--- START OF Extracted entries ---

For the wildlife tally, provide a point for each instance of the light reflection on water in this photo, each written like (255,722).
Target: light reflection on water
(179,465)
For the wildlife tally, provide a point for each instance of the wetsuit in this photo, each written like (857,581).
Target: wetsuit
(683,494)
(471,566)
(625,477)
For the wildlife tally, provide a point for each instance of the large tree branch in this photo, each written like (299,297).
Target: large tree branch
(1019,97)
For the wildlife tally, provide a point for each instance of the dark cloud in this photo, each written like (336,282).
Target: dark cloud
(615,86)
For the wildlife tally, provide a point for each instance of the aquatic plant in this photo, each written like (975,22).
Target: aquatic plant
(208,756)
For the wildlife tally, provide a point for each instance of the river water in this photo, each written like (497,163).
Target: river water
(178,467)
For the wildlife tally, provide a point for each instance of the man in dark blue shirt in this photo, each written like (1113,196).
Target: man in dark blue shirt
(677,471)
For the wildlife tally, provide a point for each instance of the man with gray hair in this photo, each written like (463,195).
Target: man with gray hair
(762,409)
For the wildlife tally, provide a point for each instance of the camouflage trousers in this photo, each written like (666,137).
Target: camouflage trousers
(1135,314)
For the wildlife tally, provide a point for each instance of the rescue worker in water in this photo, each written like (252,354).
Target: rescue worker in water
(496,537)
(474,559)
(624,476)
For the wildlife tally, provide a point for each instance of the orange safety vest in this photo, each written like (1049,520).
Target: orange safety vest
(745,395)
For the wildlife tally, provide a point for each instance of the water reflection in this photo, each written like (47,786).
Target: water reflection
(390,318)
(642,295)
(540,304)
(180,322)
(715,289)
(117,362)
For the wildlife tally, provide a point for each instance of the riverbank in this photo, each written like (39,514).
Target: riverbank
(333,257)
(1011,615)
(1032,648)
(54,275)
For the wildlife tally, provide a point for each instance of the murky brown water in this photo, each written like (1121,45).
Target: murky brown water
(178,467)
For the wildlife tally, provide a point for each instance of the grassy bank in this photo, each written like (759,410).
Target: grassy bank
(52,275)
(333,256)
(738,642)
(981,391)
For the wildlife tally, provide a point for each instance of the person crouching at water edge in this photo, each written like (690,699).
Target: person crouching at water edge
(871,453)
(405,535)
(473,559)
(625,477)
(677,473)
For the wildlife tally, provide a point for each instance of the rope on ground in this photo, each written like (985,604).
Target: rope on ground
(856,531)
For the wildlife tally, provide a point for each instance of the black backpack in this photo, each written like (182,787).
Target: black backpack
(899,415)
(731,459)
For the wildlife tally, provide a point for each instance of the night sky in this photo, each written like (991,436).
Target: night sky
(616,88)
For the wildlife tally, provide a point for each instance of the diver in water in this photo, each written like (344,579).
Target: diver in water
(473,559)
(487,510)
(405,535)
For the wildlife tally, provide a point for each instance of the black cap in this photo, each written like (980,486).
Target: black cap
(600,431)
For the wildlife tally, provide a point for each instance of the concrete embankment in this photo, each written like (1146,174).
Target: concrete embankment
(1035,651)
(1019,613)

--- END OF Extracted entries ---
--- START OF Extracted entries ---

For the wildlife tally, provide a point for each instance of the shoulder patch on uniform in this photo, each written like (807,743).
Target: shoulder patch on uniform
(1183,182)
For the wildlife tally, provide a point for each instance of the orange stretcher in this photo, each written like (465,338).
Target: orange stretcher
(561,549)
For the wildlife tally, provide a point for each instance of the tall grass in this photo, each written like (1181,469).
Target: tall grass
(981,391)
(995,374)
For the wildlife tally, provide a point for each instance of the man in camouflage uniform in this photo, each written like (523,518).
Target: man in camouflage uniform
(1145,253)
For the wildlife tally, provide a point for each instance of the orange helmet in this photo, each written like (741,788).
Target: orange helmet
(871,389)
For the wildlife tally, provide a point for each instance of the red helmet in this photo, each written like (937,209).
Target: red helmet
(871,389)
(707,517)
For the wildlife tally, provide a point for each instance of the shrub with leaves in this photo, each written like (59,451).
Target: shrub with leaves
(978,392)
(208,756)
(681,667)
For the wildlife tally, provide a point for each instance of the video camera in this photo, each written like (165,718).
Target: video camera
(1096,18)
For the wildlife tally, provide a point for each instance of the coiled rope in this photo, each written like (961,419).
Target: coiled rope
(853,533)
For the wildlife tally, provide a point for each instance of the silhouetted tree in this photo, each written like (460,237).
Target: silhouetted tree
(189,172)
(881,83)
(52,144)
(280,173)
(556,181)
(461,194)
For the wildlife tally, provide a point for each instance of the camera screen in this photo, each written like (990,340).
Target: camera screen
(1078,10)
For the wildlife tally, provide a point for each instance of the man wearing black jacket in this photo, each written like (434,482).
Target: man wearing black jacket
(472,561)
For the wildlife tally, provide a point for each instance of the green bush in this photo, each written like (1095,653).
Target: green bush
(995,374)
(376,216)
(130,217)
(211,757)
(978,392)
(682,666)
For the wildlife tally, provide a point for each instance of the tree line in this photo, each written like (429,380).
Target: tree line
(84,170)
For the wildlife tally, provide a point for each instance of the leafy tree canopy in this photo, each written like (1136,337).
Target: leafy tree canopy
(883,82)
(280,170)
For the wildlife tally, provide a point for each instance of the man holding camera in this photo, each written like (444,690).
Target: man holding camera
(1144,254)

--- END OF Extracted entries ---
--- START OF Extracted entries ---

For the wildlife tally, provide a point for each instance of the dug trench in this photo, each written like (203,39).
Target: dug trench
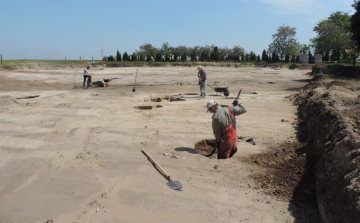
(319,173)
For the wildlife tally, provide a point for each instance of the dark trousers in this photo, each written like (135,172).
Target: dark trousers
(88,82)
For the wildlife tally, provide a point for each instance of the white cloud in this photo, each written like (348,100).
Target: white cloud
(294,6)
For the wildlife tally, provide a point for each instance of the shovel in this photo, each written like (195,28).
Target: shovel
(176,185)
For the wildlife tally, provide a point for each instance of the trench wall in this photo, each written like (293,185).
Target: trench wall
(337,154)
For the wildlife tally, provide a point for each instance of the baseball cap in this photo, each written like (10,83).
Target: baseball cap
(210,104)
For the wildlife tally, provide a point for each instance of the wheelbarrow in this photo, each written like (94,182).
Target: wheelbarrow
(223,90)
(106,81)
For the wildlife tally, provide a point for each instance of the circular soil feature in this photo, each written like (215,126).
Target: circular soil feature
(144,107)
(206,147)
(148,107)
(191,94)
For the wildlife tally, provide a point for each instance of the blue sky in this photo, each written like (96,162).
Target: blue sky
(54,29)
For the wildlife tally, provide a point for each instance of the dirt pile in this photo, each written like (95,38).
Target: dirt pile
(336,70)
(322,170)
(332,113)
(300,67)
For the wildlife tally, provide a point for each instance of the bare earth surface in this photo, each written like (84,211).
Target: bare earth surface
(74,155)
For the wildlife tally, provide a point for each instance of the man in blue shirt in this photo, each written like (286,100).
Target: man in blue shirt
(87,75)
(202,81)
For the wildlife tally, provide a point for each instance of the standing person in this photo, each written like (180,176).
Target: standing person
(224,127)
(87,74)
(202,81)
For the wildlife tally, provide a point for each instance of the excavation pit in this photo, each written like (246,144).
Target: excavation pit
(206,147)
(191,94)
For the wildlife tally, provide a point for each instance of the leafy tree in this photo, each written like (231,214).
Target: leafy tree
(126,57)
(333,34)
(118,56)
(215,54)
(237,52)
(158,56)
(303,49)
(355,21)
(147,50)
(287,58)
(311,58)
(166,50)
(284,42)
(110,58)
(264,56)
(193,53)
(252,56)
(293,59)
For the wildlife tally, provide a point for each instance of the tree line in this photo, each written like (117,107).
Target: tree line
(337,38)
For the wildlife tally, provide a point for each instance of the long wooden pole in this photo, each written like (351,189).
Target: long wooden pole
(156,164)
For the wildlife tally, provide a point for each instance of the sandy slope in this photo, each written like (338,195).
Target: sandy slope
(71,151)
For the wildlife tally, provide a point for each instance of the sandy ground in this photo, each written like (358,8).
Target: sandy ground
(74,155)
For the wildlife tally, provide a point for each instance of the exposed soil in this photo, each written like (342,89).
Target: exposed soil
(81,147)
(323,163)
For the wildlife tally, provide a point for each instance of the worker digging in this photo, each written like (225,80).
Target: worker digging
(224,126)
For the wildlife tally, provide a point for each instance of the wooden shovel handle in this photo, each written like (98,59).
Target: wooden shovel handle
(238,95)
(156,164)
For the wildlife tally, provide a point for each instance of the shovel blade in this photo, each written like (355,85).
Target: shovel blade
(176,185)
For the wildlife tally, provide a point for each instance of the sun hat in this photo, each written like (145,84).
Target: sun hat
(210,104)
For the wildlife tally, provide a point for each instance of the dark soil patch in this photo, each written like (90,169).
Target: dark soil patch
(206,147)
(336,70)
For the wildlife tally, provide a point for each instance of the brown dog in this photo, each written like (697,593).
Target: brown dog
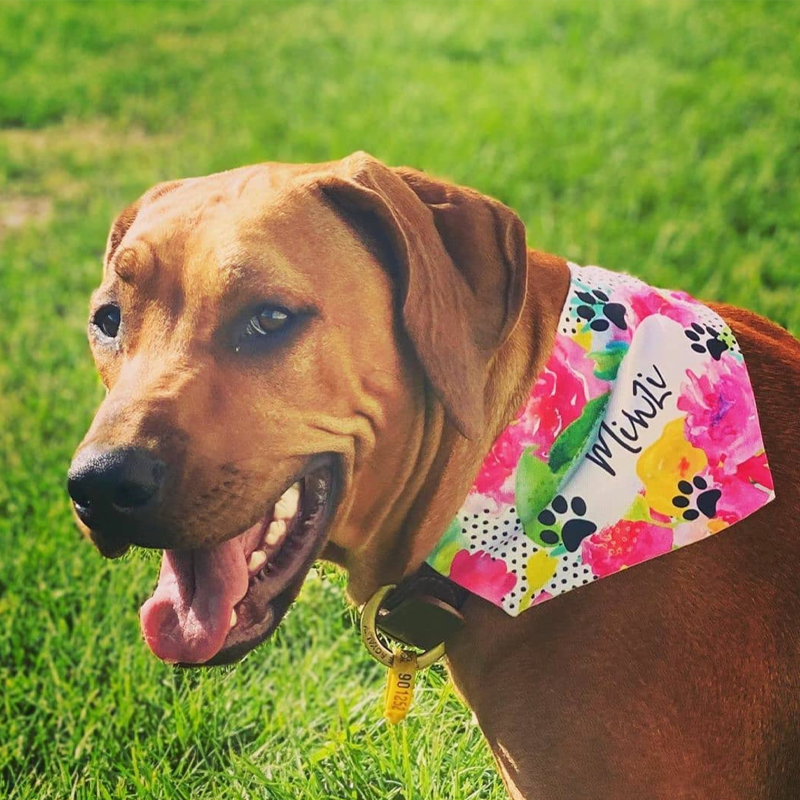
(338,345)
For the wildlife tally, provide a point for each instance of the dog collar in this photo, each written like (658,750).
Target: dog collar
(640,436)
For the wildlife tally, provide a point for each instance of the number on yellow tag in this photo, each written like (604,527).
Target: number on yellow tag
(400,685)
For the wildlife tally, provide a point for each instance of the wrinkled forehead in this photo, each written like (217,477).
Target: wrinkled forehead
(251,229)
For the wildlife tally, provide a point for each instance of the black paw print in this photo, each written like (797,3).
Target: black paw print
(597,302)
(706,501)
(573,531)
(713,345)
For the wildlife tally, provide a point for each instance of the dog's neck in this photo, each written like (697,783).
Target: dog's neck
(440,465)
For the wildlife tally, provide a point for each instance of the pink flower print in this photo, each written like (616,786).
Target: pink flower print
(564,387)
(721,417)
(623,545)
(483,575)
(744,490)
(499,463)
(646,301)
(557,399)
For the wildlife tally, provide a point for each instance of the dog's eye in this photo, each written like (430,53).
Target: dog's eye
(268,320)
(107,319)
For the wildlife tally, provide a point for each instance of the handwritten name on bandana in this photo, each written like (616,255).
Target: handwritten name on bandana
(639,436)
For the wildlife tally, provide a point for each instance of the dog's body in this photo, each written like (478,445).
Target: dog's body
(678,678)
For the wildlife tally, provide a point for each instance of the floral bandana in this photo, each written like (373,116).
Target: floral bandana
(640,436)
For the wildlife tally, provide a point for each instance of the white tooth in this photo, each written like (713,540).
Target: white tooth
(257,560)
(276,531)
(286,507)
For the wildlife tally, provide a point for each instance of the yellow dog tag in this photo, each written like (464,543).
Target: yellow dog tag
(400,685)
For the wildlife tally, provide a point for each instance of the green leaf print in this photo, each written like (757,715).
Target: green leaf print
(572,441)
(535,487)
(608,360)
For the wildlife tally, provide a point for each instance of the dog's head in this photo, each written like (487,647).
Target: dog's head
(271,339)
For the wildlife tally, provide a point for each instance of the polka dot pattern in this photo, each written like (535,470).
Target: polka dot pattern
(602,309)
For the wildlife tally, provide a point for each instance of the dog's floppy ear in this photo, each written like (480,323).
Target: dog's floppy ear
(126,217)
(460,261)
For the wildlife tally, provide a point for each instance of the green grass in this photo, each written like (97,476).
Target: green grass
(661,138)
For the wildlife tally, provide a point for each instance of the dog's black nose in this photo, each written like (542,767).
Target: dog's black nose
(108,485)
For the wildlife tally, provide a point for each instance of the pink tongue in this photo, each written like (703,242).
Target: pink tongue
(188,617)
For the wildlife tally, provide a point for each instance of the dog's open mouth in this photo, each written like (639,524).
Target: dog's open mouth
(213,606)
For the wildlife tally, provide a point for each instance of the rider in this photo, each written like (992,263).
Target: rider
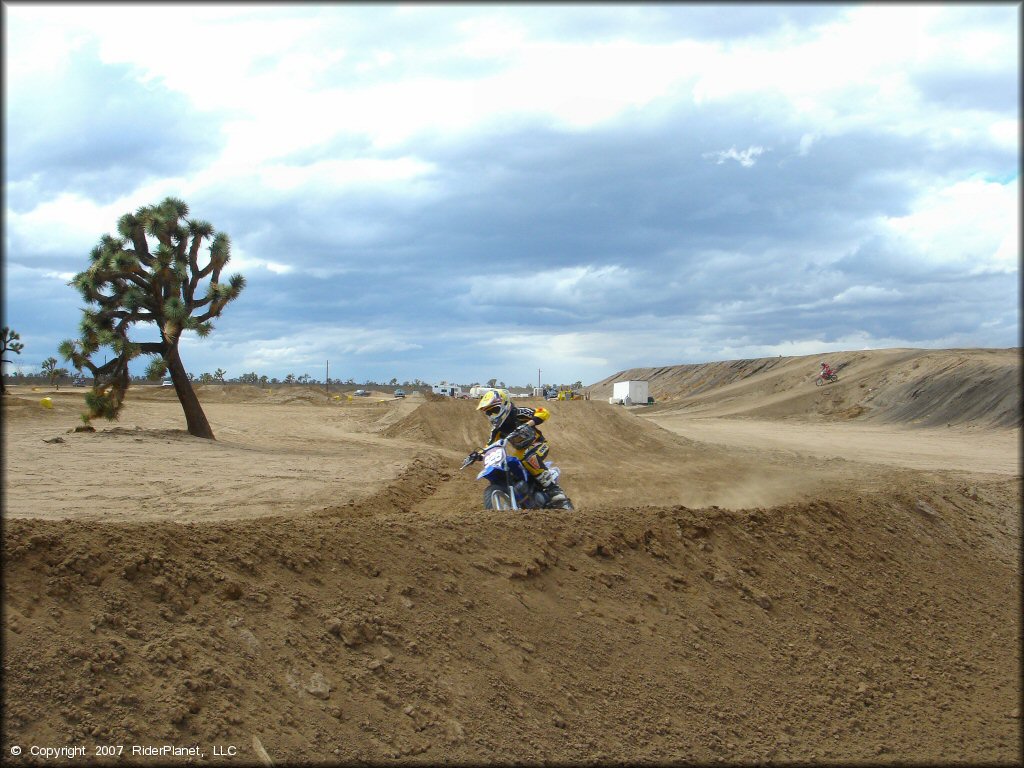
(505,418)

--- END OF Extracted entries ---

Pull out every line of the material above that contains the string "worker", with case counting.

▶ **Expected answer**:
For the wildlife tally, provide a point for each instance of the rescue worker in water in this photo, each written like (252,354).
Target: rescue worker in water
For the wildlife tally, provide a point for each instance of the worker digging in this photo, each written like (225,80).
Target: worker digging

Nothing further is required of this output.